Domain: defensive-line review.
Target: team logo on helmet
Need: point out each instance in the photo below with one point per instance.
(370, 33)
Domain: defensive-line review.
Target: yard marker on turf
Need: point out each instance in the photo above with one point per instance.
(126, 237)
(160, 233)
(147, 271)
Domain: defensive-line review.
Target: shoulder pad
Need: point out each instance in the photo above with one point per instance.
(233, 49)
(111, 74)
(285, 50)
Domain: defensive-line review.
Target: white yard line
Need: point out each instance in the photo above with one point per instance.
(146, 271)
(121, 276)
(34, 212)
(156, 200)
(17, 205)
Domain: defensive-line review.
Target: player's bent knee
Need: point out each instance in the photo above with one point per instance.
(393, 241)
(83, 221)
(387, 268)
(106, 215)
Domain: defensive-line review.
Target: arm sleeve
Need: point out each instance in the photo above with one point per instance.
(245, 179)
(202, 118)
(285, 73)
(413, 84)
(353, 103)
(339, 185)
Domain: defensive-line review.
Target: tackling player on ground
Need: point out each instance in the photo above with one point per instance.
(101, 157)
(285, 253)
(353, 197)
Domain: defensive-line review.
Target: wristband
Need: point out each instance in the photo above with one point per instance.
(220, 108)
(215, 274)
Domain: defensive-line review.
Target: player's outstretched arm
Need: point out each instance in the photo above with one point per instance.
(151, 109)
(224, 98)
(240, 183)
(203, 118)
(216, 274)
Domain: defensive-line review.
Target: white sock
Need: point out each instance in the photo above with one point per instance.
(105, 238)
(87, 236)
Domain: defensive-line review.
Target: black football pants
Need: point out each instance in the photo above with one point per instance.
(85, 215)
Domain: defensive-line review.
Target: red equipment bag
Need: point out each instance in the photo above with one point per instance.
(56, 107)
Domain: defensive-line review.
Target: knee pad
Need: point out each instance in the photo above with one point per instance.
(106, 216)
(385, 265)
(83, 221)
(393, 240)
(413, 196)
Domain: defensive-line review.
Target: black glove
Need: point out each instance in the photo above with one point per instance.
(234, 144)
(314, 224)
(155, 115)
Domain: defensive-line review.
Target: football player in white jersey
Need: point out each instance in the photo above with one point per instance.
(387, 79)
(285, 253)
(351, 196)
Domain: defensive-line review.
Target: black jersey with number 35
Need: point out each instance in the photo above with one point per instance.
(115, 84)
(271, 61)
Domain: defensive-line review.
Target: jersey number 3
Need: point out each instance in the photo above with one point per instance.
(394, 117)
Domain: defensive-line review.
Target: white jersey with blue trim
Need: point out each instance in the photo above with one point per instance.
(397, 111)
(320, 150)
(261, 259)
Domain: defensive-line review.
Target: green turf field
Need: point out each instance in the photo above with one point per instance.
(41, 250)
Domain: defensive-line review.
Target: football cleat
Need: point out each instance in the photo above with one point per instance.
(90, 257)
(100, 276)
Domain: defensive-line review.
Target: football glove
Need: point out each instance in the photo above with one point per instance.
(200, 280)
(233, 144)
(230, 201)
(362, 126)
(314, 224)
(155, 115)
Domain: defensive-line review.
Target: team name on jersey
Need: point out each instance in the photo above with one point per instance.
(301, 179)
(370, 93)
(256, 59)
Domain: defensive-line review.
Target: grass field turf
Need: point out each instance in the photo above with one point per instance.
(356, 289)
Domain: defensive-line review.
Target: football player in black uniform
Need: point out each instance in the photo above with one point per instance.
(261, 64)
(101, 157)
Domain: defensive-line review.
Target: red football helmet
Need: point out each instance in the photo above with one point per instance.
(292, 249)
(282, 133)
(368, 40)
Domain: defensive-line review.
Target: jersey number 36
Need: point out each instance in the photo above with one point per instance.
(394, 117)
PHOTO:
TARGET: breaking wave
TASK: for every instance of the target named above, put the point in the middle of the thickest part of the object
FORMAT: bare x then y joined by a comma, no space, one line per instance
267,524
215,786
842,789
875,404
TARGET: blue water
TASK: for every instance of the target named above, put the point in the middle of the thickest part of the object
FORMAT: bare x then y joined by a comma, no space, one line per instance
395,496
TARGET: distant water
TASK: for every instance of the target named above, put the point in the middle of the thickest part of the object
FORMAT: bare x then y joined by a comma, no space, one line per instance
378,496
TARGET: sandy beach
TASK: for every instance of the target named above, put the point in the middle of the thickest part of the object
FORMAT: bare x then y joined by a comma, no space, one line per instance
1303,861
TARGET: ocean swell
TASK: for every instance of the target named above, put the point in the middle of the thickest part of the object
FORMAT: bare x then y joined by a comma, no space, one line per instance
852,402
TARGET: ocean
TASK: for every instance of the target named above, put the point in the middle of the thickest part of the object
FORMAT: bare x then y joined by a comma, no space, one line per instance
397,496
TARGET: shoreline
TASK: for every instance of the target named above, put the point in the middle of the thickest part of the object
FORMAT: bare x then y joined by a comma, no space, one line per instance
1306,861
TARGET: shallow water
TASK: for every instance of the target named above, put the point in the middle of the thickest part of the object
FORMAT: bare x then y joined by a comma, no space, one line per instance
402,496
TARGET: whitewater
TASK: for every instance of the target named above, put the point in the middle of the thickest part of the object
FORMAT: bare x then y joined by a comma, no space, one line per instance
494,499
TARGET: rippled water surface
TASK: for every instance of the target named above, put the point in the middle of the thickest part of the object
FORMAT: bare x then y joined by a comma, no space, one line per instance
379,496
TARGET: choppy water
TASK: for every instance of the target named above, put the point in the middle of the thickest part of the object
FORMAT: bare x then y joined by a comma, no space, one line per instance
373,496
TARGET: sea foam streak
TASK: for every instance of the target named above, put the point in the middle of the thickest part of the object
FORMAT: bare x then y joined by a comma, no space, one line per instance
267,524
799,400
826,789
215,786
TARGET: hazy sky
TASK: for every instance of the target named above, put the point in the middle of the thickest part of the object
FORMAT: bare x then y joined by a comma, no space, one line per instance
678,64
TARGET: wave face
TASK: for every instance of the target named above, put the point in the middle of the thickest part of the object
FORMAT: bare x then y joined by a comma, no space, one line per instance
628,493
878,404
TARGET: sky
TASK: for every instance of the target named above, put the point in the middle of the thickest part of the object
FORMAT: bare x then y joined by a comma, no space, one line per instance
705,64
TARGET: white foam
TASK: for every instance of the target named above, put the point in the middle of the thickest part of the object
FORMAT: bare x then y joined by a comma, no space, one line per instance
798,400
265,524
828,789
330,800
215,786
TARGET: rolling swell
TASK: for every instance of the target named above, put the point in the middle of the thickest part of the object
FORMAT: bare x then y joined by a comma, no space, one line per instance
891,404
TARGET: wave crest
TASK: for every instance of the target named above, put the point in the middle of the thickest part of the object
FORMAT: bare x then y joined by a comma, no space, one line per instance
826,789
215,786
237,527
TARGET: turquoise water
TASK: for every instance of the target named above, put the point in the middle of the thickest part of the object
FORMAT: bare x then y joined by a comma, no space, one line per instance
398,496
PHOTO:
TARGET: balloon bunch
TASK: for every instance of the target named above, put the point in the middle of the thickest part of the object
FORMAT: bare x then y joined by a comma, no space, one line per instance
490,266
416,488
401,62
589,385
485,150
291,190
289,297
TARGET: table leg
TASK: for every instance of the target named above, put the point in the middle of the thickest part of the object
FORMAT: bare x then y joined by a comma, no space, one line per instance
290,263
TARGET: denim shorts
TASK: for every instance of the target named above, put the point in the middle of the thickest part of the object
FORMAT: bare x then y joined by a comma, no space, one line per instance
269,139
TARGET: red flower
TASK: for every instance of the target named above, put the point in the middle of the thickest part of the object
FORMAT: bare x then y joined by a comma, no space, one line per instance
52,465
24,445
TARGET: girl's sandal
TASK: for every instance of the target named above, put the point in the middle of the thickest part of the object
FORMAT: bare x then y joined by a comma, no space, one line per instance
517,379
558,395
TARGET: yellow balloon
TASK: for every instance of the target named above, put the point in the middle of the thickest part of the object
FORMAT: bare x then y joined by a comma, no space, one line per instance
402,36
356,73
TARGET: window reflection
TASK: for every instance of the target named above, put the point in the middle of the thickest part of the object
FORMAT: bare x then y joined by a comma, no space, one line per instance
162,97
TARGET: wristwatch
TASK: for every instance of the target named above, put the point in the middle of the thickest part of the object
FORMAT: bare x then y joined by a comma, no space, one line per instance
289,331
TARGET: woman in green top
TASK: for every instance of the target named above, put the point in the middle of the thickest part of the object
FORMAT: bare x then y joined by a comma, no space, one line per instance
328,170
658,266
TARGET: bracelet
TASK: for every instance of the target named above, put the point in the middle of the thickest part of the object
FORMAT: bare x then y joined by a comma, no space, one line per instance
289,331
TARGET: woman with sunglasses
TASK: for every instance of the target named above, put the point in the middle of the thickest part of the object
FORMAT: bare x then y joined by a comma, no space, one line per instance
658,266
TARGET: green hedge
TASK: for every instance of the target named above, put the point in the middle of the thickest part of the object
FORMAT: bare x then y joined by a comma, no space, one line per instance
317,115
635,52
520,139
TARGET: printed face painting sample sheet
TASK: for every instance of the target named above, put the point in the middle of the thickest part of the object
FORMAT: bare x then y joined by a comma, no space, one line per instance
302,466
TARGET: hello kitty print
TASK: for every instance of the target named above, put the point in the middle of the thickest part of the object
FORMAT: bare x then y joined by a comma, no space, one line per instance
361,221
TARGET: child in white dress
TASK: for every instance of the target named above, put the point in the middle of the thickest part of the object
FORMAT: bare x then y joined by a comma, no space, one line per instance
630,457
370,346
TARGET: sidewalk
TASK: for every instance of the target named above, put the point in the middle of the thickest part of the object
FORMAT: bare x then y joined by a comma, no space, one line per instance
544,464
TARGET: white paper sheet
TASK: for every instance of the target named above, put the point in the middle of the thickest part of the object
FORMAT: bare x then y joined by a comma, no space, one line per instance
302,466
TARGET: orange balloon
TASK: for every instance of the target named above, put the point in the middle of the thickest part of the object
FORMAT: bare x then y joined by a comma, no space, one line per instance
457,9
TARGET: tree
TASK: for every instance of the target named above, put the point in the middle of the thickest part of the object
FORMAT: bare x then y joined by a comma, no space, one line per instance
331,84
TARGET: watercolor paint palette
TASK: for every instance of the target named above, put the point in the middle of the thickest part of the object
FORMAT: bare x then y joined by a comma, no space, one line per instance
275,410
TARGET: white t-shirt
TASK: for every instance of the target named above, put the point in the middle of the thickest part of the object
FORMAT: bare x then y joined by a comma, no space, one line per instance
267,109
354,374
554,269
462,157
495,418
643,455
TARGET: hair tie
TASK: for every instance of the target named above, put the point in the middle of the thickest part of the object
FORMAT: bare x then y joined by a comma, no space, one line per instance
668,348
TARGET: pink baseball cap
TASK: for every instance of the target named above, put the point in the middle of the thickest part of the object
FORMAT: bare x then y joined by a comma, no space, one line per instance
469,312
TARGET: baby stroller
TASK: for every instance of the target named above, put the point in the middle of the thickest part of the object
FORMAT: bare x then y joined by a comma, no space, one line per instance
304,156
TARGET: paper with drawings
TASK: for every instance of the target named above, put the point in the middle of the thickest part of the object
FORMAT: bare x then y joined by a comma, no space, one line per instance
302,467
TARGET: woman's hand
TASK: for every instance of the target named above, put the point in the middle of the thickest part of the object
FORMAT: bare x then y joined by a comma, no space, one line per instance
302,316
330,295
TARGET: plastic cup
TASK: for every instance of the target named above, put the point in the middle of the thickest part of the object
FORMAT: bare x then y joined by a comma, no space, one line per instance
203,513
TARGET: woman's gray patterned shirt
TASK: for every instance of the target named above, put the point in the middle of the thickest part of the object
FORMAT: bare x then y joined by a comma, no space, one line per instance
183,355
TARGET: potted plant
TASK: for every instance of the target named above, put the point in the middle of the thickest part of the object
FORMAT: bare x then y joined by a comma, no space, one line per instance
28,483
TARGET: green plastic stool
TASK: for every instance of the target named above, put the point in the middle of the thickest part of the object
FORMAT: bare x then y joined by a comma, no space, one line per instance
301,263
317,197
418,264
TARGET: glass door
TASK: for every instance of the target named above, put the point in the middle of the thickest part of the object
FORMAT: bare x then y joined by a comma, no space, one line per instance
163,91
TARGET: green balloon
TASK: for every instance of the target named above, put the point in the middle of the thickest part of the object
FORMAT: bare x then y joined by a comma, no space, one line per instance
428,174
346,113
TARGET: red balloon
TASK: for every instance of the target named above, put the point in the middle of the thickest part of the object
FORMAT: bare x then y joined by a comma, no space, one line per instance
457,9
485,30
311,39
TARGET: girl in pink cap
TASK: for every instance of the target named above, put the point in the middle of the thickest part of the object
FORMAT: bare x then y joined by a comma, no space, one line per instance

____

_How to complete this task_
Nothing should appear in the answer except the lines above from the line with "Target: white sock" through the line with "Target: team name on jersey", both included, written out exactly.

_Your response_
Target: white sock
Need: point out each instance in the photo above with one point per instance.
(105, 238)
(87, 236)
Domain: defensive-line review.
Target: black football pants
Need: point out each instance in the photo above with one point per instance.
(85, 215)
Domain: defensive-line review.
Target: red equipment bag
Need: point out each instance in the photo above with one point per instance.
(56, 107)
Domain: defensive-line review.
Target: knee pad
Need: point out each instance in the photo above with one point per instance.
(106, 216)
(385, 265)
(83, 221)
(393, 240)
(413, 196)
Domain: defensive-line review.
Target: black glove
Need: point out each instance in the photo above with one point per instance.
(234, 144)
(314, 224)
(155, 115)
Domain: defensive-line review.
Target: football player in white jersey
Need: point out each instance in the photo above with one point per instance.
(387, 79)
(285, 253)
(351, 196)
Domain: defensive-line review.
Target: black jersey with number 35
Need: point out each instance in the photo above with one point per instance.
(115, 84)
(271, 61)
Domain: defensive-line review.
Target: jersey number 3
Need: point out each instance in the photo above with one point per instance.
(394, 117)
Domain: defensive-line review.
Target: white jersey with blue trim
Need: point out each instance in the photo above with one point per instance.
(397, 111)
(320, 150)
(261, 259)
Domain: defensive-line review.
Target: green turf field
Need: point out each instance in the photo above with one point per instance.
(41, 250)
Domain: defensive-line review.
Target: football cleat
Need: point out each instance in the photo above with one point per instance.
(90, 257)
(100, 276)
Domain: defensive-line review.
Target: football glove
Need: point out each instance in the photo above with one point per instance.
(200, 280)
(233, 144)
(230, 201)
(362, 126)
(314, 224)
(155, 115)
Domain: defensive-line review.
Target: team name on jersey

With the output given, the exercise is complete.